• **WHAT YOU NEED TO DO**: Swap "bush" for "shrub" in the records, starting at the line that contains "25, row 51." and ending at the line that contains "column 442, row 167". Write out only those lines, with everything else left unchanged.

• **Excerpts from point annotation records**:
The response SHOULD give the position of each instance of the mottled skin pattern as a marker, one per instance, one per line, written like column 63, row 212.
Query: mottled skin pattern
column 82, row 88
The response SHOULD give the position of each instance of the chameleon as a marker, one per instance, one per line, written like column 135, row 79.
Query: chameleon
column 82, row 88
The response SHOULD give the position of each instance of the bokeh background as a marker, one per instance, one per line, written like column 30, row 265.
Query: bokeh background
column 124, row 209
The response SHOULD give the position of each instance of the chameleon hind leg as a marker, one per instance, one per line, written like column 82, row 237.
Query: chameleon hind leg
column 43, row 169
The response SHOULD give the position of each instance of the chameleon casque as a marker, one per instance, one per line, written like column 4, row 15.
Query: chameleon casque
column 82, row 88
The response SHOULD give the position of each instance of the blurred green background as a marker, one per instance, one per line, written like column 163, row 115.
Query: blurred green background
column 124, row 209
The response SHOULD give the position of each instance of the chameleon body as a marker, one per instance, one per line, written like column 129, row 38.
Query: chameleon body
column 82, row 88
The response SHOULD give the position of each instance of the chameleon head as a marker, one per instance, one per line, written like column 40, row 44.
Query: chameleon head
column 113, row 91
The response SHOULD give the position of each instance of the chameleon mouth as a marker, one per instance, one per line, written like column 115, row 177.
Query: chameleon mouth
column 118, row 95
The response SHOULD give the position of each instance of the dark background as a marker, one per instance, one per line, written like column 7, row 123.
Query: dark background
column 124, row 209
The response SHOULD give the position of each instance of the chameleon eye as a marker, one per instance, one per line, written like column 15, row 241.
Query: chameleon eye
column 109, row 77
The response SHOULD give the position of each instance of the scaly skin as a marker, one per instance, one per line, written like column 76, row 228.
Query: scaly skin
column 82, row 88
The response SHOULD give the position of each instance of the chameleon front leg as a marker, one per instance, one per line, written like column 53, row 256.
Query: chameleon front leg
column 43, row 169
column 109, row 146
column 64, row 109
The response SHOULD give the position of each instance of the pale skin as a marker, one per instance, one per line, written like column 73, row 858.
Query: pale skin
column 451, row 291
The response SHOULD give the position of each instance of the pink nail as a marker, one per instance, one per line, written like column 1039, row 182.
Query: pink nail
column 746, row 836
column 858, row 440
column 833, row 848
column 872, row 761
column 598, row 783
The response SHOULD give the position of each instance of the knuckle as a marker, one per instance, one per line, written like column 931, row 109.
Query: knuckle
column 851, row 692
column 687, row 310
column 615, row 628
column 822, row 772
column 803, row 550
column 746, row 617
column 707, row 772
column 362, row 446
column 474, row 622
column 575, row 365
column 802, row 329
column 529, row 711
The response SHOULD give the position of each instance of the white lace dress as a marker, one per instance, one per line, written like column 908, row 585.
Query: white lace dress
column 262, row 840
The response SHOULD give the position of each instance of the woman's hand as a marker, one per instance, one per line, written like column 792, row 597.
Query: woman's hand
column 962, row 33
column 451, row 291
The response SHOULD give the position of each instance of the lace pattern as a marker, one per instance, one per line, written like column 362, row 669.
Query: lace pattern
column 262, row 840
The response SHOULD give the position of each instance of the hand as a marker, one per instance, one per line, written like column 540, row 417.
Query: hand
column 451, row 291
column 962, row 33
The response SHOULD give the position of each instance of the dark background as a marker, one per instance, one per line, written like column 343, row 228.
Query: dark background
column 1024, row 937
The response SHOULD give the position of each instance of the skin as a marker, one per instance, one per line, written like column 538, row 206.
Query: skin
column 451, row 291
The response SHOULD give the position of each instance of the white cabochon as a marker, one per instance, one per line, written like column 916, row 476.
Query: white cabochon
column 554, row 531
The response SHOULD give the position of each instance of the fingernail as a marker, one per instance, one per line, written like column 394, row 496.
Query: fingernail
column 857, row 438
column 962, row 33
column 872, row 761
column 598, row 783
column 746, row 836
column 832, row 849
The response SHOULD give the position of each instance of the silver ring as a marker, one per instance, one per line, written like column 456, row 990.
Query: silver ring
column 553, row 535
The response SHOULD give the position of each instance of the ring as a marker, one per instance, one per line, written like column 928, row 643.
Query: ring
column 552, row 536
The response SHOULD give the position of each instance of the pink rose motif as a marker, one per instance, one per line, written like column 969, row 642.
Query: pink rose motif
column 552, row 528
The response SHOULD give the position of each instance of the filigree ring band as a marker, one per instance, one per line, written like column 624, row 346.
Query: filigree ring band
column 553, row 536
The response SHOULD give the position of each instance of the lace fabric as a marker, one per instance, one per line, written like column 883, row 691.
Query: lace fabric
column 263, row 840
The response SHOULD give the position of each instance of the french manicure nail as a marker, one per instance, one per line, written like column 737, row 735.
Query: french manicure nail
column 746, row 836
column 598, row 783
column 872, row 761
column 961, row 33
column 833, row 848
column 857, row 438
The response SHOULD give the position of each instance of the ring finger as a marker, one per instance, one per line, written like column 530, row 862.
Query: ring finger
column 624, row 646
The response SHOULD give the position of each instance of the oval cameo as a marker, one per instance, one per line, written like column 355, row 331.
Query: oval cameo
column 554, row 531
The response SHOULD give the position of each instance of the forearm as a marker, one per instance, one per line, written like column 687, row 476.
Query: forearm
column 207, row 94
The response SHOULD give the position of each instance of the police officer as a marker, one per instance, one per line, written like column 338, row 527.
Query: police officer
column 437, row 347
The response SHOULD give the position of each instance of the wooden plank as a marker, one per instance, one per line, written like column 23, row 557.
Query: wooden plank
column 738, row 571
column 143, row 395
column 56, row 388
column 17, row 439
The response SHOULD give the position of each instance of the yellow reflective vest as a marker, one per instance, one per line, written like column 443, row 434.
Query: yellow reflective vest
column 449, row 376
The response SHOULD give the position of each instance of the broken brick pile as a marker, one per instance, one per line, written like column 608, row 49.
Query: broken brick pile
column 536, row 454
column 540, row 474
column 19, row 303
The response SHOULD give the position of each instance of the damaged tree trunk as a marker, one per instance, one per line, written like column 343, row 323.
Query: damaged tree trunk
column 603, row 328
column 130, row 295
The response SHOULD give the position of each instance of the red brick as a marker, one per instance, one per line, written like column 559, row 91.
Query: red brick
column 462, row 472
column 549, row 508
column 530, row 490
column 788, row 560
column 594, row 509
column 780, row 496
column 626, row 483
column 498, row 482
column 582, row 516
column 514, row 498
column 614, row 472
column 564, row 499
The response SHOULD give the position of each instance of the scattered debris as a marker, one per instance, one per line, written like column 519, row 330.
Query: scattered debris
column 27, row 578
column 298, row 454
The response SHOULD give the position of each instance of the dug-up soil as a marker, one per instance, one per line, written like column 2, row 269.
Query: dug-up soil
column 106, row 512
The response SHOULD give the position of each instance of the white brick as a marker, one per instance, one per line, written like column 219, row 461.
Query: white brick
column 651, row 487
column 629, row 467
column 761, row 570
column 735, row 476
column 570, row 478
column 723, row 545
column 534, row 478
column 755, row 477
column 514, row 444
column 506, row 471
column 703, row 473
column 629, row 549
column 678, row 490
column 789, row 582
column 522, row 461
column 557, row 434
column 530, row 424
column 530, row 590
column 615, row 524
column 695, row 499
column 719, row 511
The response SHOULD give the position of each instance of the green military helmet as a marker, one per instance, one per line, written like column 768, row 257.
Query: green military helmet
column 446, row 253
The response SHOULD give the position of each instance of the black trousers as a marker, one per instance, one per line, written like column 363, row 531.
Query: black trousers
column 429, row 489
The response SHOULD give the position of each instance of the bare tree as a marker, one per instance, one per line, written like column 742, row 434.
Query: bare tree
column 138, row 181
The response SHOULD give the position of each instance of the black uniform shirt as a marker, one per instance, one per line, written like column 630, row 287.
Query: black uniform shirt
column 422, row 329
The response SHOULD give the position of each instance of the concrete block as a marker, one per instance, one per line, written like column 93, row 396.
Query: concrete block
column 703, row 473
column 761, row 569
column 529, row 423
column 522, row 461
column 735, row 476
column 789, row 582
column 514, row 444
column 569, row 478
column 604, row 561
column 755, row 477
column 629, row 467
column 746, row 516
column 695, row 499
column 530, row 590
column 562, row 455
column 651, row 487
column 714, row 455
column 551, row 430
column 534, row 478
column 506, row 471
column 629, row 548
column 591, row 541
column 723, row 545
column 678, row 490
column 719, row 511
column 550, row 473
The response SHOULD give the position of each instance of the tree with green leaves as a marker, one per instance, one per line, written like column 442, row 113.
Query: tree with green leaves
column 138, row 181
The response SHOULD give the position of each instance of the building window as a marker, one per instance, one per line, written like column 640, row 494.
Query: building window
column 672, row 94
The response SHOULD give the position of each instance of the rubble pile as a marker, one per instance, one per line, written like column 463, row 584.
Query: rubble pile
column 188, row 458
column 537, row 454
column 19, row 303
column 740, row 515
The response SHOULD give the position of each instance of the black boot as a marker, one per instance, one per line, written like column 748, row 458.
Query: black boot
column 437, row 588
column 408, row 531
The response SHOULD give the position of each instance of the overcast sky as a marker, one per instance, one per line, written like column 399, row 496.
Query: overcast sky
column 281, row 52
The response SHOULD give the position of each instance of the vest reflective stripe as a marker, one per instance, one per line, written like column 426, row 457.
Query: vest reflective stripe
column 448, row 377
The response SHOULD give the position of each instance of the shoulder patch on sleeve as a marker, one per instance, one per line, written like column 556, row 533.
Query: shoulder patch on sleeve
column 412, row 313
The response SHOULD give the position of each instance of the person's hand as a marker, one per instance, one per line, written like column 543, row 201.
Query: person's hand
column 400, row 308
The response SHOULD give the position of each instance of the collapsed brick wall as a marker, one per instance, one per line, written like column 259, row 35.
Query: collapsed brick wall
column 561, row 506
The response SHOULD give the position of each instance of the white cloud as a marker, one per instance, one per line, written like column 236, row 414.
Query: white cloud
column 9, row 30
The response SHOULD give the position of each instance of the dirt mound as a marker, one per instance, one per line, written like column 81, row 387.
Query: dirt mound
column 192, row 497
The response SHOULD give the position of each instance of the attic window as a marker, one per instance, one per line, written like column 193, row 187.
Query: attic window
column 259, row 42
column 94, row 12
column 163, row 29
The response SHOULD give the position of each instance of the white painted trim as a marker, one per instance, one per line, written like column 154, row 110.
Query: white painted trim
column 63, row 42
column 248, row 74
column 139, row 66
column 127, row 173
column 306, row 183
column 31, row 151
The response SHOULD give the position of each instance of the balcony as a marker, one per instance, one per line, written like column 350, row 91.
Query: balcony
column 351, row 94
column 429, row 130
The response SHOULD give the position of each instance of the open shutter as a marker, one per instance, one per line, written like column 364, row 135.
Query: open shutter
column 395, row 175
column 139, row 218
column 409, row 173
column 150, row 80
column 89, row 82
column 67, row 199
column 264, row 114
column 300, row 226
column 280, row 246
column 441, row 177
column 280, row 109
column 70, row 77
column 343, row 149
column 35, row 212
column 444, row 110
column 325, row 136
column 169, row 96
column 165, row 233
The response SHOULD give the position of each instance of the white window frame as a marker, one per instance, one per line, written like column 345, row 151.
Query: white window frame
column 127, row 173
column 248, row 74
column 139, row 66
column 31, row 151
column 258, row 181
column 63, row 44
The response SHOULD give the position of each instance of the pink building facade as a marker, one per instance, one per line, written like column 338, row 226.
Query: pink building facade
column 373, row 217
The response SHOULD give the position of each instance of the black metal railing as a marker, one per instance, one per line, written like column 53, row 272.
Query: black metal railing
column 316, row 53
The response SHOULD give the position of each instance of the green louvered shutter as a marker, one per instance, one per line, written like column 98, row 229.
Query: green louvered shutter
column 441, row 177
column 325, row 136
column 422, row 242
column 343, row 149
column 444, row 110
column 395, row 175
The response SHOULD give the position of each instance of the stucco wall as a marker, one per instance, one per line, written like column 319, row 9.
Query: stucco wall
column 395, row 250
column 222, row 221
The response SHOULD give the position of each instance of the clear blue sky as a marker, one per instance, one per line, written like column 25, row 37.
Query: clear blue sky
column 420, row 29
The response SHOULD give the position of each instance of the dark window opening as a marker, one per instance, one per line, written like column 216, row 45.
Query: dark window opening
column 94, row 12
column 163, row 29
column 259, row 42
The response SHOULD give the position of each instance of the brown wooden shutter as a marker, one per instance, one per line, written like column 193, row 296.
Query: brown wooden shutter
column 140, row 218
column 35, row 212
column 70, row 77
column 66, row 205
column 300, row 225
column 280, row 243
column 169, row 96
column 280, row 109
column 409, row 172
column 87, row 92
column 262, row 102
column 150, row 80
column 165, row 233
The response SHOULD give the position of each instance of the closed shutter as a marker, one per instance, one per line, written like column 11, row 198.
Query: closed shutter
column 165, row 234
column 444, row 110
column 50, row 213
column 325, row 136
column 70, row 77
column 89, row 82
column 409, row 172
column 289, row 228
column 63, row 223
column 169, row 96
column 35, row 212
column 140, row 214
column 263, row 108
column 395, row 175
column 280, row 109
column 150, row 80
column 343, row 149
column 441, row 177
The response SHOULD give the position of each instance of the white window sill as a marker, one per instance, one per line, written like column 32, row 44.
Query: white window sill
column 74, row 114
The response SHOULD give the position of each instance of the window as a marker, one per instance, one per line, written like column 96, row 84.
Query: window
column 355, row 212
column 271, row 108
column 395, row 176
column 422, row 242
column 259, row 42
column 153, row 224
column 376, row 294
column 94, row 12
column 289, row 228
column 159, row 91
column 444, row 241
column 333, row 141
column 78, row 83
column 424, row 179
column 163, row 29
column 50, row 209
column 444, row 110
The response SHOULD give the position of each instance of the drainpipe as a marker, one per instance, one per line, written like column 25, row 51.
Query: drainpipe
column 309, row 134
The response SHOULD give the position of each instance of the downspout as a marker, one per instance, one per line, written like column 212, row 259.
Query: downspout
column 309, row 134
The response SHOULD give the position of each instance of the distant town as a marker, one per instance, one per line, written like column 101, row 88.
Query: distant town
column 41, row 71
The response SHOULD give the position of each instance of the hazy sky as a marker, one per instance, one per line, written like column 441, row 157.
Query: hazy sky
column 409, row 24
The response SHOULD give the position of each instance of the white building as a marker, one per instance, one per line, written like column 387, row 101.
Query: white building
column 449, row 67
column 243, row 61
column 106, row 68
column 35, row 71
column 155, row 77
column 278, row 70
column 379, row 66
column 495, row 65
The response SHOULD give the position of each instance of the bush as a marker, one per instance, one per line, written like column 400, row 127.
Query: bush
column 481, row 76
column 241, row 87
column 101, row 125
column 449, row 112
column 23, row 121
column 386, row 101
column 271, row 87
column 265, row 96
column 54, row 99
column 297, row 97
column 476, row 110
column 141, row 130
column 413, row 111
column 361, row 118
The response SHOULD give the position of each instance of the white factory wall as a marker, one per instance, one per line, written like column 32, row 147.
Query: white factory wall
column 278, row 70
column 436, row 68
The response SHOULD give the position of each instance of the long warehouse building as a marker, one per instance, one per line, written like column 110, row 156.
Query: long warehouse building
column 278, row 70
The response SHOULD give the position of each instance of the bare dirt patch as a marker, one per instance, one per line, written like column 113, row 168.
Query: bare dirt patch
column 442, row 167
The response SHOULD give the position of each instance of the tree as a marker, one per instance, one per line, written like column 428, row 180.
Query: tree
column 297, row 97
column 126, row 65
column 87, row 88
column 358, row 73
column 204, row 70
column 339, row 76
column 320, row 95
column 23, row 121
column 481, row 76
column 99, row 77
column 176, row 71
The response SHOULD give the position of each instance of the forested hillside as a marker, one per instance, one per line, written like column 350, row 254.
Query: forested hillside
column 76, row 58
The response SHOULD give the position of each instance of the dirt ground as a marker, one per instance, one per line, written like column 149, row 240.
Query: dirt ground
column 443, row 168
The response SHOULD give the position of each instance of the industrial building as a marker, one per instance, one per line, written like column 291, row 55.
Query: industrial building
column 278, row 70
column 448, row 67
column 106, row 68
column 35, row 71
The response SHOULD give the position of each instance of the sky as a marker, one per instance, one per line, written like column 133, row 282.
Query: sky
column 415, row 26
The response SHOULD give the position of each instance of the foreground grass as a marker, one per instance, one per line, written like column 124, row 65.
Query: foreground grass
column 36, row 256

• **TASK ANSWER**:
The response SHOULD give the position of each instance of the drainpipe as a marker, one per instance, one per line, written like column 25, row 51.
Query: drainpipe
column 309, row 134
The response SHOULD give the position of each instance of the downspout as a marker, one per instance, one per line, written like column 212, row 259.
Query: downspout
column 309, row 134
The response SHOULD give the position of each instance of the distant town as a marker, one per instance, one per line, written like column 101, row 88.
Query: distant town
column 41, row 71
The response SHOULD give the position of each instance of the hazy sky as a marker, one per instance, one per line, written like column 441, row 157.
Query: hazy sky
column 409, row 24
The response SHOULD give the position of each instance of the white building as a marker, one per instance, one per line, written like column 387, row 101.
Query: white building
column 449, row 67
column 243, row 61
column 106, row 68
column 35, row 71
column 155, row 77
column 278, row 70
column 379, row 66
column 495, row 65
The response SHOULD give the position of each instance of the shrub as a marker, one per instance, one per line, written like column 400, row 127.
Query: shrub
column 481, row 76
column 241, row 87
column 101, row 125
column 449, row 112
column 23, row 121
column 386, row 101
column 271, row 87
column 265, row 96
column 54, row 99
column 297, row 97
column 476, row 110
column 141, row 130
column 413, row 111
column 361, row 118
The response SHOULD give the position of each instance of the white factory wall as a marker, one per instance, one per line, written like column 32, row 147.
Query: white factory wall
column 278, row 70
column 436, row 68
The response SHOULD give the position of each instance of the long warehouse building as a marker, one per instance, one per line, written like column 110, row 156.
Query: long warehouse building
column 278, row 70
The response SHOULD give the position of each instance of the bare dirt patch as a marker, one per instance, one per line, written like column 113, row 168.
Query: bare dirt patch
column 442, row 167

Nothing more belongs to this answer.